Assigned task:
Say whether each statement agrees with the text on areas of focus, answering yes or no and quoting the words of the text that decide it: (a) The writer has spent 20 years in the mental health field. (b) The writer says some of us fully measure up to the familial and cultural standard. (c) The writer holds that a person can fit in before first being themselves.

═══ Document text ═══

Lilli Logan Arader, LCSW

 
 

Areas of focus

In the 10 years I have been in private practice, and the 20 I have spent in the mental health field I have found that my greatest passion and efficacy has ultimately whittled down to “queerness”. To some extent we are all “queer”and by queer that I mean divergent from a seemingly (to me) arbitrary standard that is the very water we swim in. A set of implicit and explicit bars to measure up or down to. Our divergences from this familial and cultural standard vary greatly in areas and extremes and yet none of us ever fully “measure up”. The great questions of my life and career have been those of individuation and how the happenstance of who an individual is fits into the collective. What I have found through research and more importantly through experience and personal healing is that, ironically, we can not belong, cannot “fit in” unless we are first ourselves. Otherwise what is there to connect to? See the drop down menu for more specific populations and area of focus.

═══ Data shown ═══

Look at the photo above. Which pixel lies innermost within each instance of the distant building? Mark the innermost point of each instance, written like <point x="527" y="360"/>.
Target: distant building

═══

Task result:
(a) Yes: "the 20 I have spent in the mental health field"
(b) No: "none of us ever fully “measure up”"
(c) No: "we can not belong, cannot “fit in” unless we are first ourselves"